— start of DATA SECTION —

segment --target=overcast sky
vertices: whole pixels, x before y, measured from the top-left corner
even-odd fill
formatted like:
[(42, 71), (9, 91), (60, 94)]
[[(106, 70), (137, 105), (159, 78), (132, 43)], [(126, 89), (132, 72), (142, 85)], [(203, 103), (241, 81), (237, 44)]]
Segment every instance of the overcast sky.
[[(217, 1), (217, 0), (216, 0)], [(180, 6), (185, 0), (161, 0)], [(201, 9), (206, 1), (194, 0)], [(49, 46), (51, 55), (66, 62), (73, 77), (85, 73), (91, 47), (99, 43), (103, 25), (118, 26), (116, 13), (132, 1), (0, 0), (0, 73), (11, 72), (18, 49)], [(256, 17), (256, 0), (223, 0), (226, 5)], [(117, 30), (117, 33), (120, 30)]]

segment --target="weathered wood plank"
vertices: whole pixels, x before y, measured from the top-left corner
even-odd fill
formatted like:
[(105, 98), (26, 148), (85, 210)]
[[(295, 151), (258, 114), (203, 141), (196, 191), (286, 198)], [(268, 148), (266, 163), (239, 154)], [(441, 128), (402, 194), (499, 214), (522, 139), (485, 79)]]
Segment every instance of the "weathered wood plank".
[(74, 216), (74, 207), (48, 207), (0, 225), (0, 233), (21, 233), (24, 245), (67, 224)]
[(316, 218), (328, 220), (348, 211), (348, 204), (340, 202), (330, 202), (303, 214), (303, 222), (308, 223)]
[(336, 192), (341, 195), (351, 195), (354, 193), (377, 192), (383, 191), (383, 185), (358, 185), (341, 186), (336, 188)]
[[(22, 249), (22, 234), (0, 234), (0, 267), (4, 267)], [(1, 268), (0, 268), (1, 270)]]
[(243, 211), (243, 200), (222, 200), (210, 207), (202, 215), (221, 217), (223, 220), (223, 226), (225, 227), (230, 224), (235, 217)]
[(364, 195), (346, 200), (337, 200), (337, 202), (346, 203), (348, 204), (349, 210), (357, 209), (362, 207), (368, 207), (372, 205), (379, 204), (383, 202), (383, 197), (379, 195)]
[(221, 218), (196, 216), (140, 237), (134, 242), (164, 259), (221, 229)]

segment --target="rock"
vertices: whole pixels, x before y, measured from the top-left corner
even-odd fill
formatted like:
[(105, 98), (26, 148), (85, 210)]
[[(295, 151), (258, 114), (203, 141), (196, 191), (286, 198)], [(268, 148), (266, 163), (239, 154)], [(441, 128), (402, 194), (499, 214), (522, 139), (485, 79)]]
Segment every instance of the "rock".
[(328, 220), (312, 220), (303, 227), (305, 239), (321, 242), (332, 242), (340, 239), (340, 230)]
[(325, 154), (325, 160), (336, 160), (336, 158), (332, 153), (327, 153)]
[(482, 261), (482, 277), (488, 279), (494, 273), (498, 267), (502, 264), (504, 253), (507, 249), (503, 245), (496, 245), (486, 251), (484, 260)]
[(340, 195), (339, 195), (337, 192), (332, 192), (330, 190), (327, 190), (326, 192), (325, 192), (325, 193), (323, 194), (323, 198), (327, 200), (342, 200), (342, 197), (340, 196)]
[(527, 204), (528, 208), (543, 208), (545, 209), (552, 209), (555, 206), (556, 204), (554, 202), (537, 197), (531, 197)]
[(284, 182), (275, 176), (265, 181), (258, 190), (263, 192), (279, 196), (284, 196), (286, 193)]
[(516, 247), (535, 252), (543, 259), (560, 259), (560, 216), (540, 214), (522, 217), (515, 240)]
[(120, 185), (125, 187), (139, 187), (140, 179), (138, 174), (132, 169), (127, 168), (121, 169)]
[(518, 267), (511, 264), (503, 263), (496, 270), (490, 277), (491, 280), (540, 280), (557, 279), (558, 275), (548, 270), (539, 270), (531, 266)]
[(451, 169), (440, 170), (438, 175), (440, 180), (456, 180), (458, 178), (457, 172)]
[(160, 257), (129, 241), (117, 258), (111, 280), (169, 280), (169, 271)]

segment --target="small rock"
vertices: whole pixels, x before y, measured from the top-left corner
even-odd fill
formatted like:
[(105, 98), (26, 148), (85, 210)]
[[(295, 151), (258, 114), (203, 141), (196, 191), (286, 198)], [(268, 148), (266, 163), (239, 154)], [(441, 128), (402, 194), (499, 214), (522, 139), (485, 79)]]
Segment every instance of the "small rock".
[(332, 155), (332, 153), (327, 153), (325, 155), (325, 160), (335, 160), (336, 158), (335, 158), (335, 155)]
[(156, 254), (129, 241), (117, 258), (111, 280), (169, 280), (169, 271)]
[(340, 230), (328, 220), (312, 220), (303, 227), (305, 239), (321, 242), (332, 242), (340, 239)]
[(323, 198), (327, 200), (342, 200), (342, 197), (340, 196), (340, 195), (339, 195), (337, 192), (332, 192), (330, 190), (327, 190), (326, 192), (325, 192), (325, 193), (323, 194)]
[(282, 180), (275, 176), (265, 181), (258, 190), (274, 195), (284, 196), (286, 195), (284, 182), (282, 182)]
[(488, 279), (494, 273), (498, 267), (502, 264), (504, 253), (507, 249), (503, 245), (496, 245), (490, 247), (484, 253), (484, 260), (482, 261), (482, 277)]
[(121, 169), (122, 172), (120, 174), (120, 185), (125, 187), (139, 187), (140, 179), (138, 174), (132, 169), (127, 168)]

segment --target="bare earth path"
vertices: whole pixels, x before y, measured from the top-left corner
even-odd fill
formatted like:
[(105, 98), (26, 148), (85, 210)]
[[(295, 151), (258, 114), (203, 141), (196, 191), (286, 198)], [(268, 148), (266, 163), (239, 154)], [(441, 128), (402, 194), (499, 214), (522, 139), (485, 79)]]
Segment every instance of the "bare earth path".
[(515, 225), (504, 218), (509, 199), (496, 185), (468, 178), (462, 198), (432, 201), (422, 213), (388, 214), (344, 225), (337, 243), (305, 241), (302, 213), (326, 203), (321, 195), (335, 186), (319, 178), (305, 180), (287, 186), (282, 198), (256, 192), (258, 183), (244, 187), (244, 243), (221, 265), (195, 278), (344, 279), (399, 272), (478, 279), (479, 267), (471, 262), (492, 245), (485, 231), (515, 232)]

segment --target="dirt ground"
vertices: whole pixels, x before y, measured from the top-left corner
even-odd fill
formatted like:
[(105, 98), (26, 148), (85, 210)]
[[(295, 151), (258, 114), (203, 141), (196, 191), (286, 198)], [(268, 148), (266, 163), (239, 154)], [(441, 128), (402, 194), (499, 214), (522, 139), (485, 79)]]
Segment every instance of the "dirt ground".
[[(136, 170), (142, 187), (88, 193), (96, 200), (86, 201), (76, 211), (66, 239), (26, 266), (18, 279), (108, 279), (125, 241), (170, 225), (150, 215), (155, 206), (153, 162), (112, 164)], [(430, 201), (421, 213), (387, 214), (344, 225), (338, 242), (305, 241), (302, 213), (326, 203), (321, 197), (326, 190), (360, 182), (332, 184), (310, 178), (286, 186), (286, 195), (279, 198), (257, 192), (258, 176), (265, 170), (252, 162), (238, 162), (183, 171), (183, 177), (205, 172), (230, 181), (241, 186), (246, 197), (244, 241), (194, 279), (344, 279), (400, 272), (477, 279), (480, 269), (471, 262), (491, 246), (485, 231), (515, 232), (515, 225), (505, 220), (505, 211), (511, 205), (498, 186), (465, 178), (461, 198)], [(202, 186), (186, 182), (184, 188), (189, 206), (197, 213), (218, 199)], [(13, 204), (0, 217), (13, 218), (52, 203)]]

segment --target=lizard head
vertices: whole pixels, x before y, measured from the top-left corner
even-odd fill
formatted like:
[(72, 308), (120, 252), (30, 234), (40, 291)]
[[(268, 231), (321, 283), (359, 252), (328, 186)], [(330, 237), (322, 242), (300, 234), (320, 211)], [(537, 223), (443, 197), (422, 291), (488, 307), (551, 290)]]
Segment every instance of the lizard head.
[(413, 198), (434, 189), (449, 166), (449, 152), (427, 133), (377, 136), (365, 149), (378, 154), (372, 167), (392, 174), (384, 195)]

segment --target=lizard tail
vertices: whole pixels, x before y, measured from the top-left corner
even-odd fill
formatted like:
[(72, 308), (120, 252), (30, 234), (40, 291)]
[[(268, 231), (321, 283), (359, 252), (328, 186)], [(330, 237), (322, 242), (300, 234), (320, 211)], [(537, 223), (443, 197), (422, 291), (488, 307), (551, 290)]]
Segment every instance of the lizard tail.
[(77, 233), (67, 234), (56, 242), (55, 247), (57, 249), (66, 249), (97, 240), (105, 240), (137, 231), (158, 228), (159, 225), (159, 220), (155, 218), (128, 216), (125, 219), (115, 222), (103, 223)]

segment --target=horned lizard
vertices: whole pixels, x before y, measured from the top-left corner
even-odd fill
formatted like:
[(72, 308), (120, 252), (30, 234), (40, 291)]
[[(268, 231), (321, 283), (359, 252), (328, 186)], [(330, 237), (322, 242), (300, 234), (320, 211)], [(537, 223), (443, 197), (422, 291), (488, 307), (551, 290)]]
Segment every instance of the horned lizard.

— end of DATA SECTION —

*GOAL:*
Render the lines of the items as a JSON list of strings, one string per line and skipping blank lines, starting with the line that contains "segment --target=horned lizard" and continuing through the last line of the items.

*FULL RESPONSE:*
[
  "segment --target=horned lizard",
  "vertices: whole pixels, x before y, measured from the top-left corner",
  "even-odd fill",
  "formatted like:",
  "[(72, 308), (120, 252), (30, 234), (40, 291)]",
  "[[(268, 231), (321, 283), (359, 252), (328, 186)], [(330, 237), (322, 242), (300, 234), (320, 211)], [(537, 223), (443, 197), (422, 291), (488, 307), (551, 290)]]",
  "Segment every instance of the horned lizard."
]